Copy all the material below, replacing every "rough mask" with "coarse mask" and leaving everything else unchanged. Omit the pictures from your answer.

## [Given records]
==========
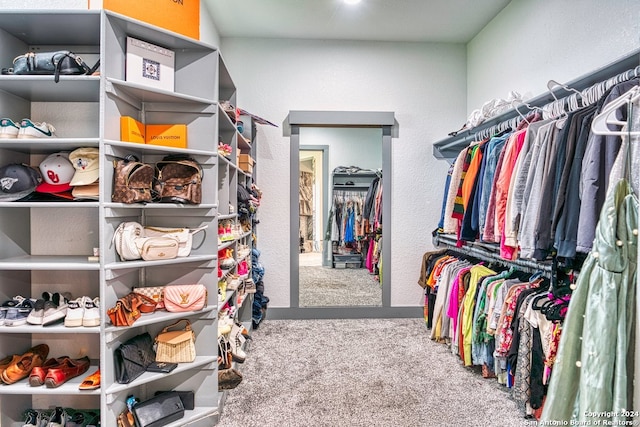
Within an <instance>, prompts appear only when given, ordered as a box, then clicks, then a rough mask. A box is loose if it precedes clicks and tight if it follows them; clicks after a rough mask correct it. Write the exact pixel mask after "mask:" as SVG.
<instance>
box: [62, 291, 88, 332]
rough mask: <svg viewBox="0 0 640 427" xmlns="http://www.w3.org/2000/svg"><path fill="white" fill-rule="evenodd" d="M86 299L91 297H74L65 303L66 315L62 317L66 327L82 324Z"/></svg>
mask: <svg viewBox="0 0 640 427" xmlns="http://www.w3.org/2000/svg"><path fill="white" fill-rule="evenodd" d="M86 300H91V299H90V298H89V297H80V298H76V299H74V300H73V301H69V303H68V304H67V305H68V306H67V315H66V316H65V318H64V326H66V327H68V328H75V327H78V326H82V319H83V318H84V311H85V310H84V309H85V301H86Z"/></svg>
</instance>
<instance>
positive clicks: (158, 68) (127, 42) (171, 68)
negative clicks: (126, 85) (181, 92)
mask: <svg viewBox="0 0 640 427" xmlns="http://www.w3.org/2000/svg"><path fill="white" fill-rule="evenodd" d="M174 67H175V52H173V51H172V50H170V49H167V48H164V47H161V46H157V45H154V44H152V43H148V42H146V41H143V40H138V39H135V38H133V37H127V66H126V75H125V79H126V80H127V81H128V82H131V83H138V84H143V85H147V86H151V87H154V88H158V89H163V90H168V91H172V92H173V90H174V77H175V76H174Z"/></svg>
==========
## [Output of the exercise]
Within an <instance>, prompts appear only when given, ordered as a box, then clicks, then a coarse mask. A box is loose if it precedes clicks and tight if it follows them; clicks after a coarse mask correct it. Write the exact pixel mask after "mask:" as SVG.
<instance>
box: [62, 291, 88, 332]
coarse mask: <svg viewBox="0 0 640 427" xmlns="http://www.w3.org/2000/svg"><path fill="white" fill-rule="evenodd" d="M86 299L91 297H74L65 303L66 315L62 317L66 327L82 324Z"/></svg>
mask: <svg viewBox="0 0 640 427" xmlns="http://www.w3.org/2000/svg"><path fill="white" fill-rule="evenodd" d="M86 300H91V299H90V298H89V297H80V298H76V299H74V300H73V301H69V303H68V304H67V305H68V306H67V315H66V316H65V318H64V326H66V327H68V328H75V327H78V326H82V319H83V318H84V311H85V310H84V309H85V301H86Z"/></svg>
</instance>
<instance>
positive clicks: (158, 68) (127, 42) (171, 68)
negative clicks: (126, 85) (181, 92)
mask: <svg viewBox="0 0 640 427" xmlns="http://www.w3.org/2000/svg"><path fill="white" fill-rule="evenodd" d="M174 67H175V52H173V51H172V50H170V49H167V48H164V47H161V46H157V45H154V44H152V43H148V42H146V41H143V40H138V39H135V38H133V37H127V66H126V75H125V79H126V80H127V81H128V82H131V83H138V84H143V85H147V86H151V87H154V88H158V89H163V90H168V91H172V92H173V90H174V77H175V76H174Z"/></svg>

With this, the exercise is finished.